MATERIAL TO PROCESS —
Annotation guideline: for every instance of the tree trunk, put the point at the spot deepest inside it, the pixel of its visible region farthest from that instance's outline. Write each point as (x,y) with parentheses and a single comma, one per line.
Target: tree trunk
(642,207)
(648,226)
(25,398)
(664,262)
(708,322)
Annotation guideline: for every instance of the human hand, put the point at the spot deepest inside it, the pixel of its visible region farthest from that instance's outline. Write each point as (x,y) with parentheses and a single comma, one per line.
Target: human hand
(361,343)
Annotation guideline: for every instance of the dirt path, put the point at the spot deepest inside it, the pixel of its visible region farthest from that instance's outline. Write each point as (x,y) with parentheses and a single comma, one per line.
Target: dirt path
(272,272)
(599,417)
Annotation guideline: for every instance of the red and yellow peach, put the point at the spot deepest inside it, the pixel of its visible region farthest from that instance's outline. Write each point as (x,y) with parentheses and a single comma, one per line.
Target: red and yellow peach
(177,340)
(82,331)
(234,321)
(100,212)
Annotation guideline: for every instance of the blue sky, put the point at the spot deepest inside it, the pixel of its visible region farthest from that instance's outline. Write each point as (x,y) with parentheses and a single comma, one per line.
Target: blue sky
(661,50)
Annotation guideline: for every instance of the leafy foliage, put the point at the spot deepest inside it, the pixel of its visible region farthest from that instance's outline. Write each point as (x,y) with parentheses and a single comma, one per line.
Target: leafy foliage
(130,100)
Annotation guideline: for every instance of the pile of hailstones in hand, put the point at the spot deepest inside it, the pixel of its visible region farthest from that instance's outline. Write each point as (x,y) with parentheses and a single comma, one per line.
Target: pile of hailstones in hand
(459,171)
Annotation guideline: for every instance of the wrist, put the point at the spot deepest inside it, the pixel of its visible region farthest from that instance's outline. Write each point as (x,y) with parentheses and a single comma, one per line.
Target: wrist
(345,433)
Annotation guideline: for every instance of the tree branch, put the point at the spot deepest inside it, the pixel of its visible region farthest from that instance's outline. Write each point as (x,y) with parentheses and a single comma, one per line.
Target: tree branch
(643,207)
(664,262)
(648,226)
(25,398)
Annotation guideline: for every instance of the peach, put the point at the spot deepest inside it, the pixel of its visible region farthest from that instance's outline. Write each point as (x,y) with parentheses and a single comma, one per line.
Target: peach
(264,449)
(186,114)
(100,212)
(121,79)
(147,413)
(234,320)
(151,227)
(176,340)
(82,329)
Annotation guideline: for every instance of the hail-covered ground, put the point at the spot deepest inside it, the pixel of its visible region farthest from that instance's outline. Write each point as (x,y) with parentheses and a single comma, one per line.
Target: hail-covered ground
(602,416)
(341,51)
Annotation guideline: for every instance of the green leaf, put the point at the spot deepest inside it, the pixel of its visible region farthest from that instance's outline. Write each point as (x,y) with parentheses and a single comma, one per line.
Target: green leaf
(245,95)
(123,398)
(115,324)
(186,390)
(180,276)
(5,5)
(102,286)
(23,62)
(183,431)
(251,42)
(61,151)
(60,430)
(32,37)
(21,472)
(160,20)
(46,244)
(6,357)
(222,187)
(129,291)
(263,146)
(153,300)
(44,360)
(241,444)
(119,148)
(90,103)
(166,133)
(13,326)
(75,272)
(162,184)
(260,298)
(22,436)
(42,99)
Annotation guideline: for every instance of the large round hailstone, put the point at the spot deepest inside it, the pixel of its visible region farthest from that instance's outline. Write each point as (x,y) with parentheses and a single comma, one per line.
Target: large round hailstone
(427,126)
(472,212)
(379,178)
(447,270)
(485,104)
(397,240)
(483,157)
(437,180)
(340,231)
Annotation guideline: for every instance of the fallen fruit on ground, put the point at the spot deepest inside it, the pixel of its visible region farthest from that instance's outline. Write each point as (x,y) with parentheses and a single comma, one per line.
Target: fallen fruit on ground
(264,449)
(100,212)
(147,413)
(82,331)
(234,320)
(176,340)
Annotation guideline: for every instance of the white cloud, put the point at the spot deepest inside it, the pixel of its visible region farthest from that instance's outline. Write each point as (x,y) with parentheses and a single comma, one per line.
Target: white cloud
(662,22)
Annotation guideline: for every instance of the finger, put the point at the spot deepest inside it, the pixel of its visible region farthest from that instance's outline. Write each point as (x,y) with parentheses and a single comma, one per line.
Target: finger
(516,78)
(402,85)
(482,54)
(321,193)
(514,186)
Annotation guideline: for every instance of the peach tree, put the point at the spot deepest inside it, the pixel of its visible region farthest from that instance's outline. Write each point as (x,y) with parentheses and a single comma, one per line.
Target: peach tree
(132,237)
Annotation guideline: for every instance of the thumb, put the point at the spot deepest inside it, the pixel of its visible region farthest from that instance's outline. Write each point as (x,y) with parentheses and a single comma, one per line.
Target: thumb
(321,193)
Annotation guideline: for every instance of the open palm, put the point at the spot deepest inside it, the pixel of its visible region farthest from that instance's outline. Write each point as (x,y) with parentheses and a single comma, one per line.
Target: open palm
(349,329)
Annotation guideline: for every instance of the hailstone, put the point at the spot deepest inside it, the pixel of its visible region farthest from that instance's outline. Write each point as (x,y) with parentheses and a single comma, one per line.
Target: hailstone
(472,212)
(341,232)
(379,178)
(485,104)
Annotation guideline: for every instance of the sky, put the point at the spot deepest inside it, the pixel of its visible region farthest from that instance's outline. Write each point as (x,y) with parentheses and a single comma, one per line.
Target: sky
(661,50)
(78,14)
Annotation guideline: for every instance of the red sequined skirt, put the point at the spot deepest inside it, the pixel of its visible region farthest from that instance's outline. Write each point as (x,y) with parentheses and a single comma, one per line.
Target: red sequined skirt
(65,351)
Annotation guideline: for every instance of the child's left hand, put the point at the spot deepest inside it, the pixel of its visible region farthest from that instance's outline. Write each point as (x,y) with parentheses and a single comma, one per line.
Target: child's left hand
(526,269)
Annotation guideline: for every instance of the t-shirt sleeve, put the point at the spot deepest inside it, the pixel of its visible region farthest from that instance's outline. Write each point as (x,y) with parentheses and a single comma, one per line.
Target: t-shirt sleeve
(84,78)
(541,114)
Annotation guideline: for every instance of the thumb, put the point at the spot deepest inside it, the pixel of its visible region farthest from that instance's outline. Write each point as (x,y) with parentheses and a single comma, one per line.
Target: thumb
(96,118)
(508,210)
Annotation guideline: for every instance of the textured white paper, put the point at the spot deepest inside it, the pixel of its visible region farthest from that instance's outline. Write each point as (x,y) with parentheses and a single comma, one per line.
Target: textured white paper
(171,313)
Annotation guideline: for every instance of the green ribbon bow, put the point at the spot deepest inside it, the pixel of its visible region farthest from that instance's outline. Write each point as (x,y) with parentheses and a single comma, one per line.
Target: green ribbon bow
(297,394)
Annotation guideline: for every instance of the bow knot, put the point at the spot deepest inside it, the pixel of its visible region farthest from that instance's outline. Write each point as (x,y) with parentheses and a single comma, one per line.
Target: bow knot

EXERCISE —
Copy the entries exactly, leaving no line out.

EXERCISE OUTPUT —
Annotation guideline: for every instance of the tree trunk, put the point at the spot deepest inside it, the pixel of its visible region farthest from that instance's outline. Write each point as (x,y) with parentheses and a single comma, one per line.
Target: tree trunk
(642,207)
(648,226)
(25,398)
(664,262)
(708,322)
Annotation guideline: for every instance of the human hand, put the point at the spot deepest inside it, the pixel of its visible region farthest from that instance's outline. Write each point as (x,y) with parentheses and a single comma, one per line.
Target: human hand
(361,343)
Annotation guideline: for every instance of the dirt path, put the point at the spot deepest inside it, the pixel of its visible region farthest from that instance's outline. Write each point as (x,y) with parentheses and a single comma, one per line.
Target: dirt path
(272,272)
(599,417)
Annotation guideline: for every instance of the red and yellow peach, put the point at the spot deepest inside it, the pixel of its visible region farthest from that instance's outline. Write each point as (x,y) with parentheses and a single comma, one per line.
Target: red and yellow peach
(177,340)
(82,331)
(234,321)
(100,212)
Annotation guideline: for every instance of the blue sky, put the point at the spot deepest inside it, the pixel of its visible region farthest from that instance's outline. Write each point as (x,y) with parentheses and a single comma, one per line.
Target: blue sky
(661,50)
Annotation guideline: for every instance of the leafy foliage, put the point at the spot deepest inside it, the pixel of its visible region farthest from that instance's outline. Write each point as (x,y) with parentheses and a single comma, one per line.
Target: leafy foliage
(130,100)
Annotation guideline: for every instance of the pile of hailstones in hand, put the point at the spot deepest inside it, the pixel of its visible region farthest from that instance's outline. Write each point as (x,y) with parentheses and a single comma, one per line.
Target: pile of hailstones in hand
(459,171)
Annotation guideline: for every instance of the wrist, put the point at the spot deepest inside it, the pixel of its visible region farthest from that instance's outline. Write each point as (x,y) with parentheses and a single comma, one per line.
Target: wrist
(345,433)
Annotation guideline: for every instance of the tree branch, put the point at the spot deepest inside it, the pixel of its visible region farthest from that instance's outline. Write each point as (x,y) with parentheses and a single comma, one per line.
Target: tree branch
(643,207)
(664,262)
(648,226)
(25,398)
Annotation guideline: for every instance of the peach, put the point at the spot deepest inside it, the pixel of its visible region farthest from that instance's outline. Write each point as (x,y) with parentheses and a single comma, one per line.
Target: peach
(264,449)
(186,114)
(100,212)
(121,79)
(147,413)
(234,320)
(151,227)
(176,340)
(82,329)
Annotation guideline: for every instance of the hail-covered ground, put the point at the spot deepest inside it, the pixel of its visible region farthest from that instance's outline. Write each point as (x,y) with parentheses and a single comma, one per line.
Target: hail-covered ground
(602,416)
(341,51)
Annotation guideline: for every instance of the green leaf, put the point at the spot deepest inside it, the pixel of its visible region farthest from that instance's outline. Write each point as (x,y) with parentheses and a single comma, one per line.
Target: green leaf
(245,95)
(123,398)
(115,324)
(186,390)
(180,276)
(5,5)
(102,286)
(23,62)
(183,431)
(251,42)
(61,151)
(60,430)
(32,37)
(21,472)
(160,20)
(46,244)
(6,357)
(222,187)
(129,291)
(263,146)
(153,300)
(44,360)
(241,444)
(119,148)
(90,103)
(166,133)
(13,326)
(75,272)
(162,184)
(260,298)
(22,436)
(42,99)
Annotation guideline: for every instance of the large round hailstone, put the point at the spot deepest inside it, the pixel of its visible region farthest from that instance's outline. Write each point as (x,y) with parentheses and a single comma, one per line.
Target: large round hailstone
(427,126)
(472,212)
(379,178)
(447,270)
(485,104)
(397,240)
(483,157)
(437,180)
(340,231)
Annotation guideline: for every instance of the fallen fruit on ground, put the point at the spot deepest inside it, the pixel of its visible region farthest from that instance's outline. Write each point as (x,y) with parentheses and a single comma, one per line.
Target: fallen fruit on ground
(264,449)
(100,212)
(147,413)
(82,331)
(234,320)
(176,340)
Annotation guideline: for every instance of the white cloud, put the point at the spot deepest inside it, the pixel of its visible region farthest from that instance's outline. Write each point as (x,y) with parentheses and a single comma, one per line.
Target: white cloud
(662,22)
Annotation guideline: for every instance of the finger, put the point at the spot deepest inside it, the pixel of its visible region farthest from that instance's outline. Write each point as (x,y) with parentheses and a single comma, one per line.
Target: finger
(516,78)
(402,85)
(482,54)
(321,193)
(514,186)
Annotation guideline: for every instance of the peach tree, put the point at the spot deepest inside it, the pixel of its visible region farthest from that instance's outline. Write each point as (x,y) with parentheses and a single comma, one per line.
Target: peach tree
(132,237)
Annotation guideline: for every instance of the thumb, put the point at the spot deepest inside it, the pixel of its visible region farthest from that instance's outline. Write each point as (x,y) with parentheses and a single comma, one per line.
Target: thumb
(321,193)
Annotation guideline: for every instance of the open palm, put the point at the spot deepest inside it, the pixel of its visible region farthest from that instance's outline. Write each point as (x,y) with parentheses and a single comma, one per line.
Target: open palm
(349,329)
Annotation guideline: for every instance of the hailstone, put the point at the spot deepest inside it, the pixel of its visible region farthest from that instance's outline. Write each point as (x,y) with parentheses and a single comma, one per line.
Target: hailstone
(472,212)
(341,232)
(379,178)
(485,104)
Annotation guideline: for every instance of the sky, put the point at the spot deepest inside it, the pixel of its visible region farthest from that instance's outline. Write each point as (x,y) with parentheses and a single comma, one per line.
Target: sky
(661,50)
(78,14)
Annotation guideline: for every instance of the red sequined skirt, put the point at the spot deepest inside it, the pixel of its visible region farthest from that instance's outline. Write each point as (x,y) with parentheses and a single comma, one per line.
Target: red sequined skirt
(65,351)
Annotation guideline: for every instance of the child's left hand, put the point at the spot deepest inside it, the pixel of its visible region farthest from that instance's outline. Write each point as (x,y) with parentheses and a single comma, one per line.
Target: child's left hand
(526,269)
Annotation guideline: for every instance of the t-shirt sleeve, put the point at the spot deepest inside it, the pixel of its visible region farthest from that instance's outline. Write each point as (x,y) with parentheses and a single comma, one per line.
Target: t-shirt sleeve
(84,78)
(541,114)
Annotation guideline: for every instance of the thumb, put the point at the spot deepest inside it, the pixel of its visible region farthest from that instance's outline. Write each point as (x,y) with parentheses and a single comma, one per line.
Target: thumb
(96,118)
(508,210)
Annotation guideline: for every instance of the textured white paper, put the point at the spot deepest inside it, the pixel of its visible region farthest from that instance's outline. Write each point as (x,y) with parentheses and a single comma, one per line.
Target: textured white paper
(171,313)
Annotation guideline: for every instance of the green ribbon bow, put the point at the spot deepest inside it, the pixel of its visible region farthest from that instance's outline. Write each point as (x,y) with parentheses and a single comma, one per line.
Target: green ribbon bow
(297,394)
Annotation guideline: for every instance of the bow knot, put the point at the spot deepest inside it, the pixel of its visible region farthest from that instance's outline. Write each point as (x,y) with parentheses and a single comma, one per line.
Target: bow knot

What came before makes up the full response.